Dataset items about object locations
+++

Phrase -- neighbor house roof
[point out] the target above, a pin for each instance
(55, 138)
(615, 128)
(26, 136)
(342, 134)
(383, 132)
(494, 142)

+++

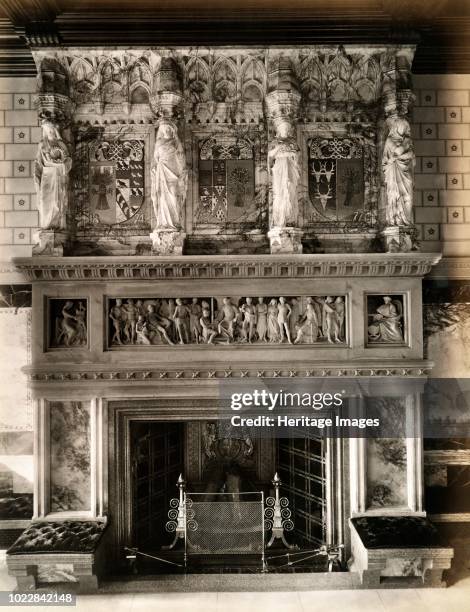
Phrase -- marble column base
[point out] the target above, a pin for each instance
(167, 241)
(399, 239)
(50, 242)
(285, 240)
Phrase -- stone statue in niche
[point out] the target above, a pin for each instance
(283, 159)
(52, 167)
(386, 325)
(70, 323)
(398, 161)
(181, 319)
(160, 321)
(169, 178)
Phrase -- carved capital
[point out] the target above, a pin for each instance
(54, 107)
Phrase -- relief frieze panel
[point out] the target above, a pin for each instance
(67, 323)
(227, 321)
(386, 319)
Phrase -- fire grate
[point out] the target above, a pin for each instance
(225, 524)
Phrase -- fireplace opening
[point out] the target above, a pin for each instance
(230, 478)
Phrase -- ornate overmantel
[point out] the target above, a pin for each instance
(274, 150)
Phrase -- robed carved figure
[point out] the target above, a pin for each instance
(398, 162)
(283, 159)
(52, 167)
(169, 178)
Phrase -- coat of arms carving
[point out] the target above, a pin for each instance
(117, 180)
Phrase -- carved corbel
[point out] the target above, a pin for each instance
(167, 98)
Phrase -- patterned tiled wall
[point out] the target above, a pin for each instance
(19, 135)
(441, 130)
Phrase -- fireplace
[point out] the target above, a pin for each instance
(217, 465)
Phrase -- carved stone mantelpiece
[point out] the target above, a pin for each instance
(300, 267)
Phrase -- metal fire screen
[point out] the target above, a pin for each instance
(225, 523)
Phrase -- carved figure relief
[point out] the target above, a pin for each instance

+++

How many lines in the items above contain the word "carved"? Reply with the number alone.

5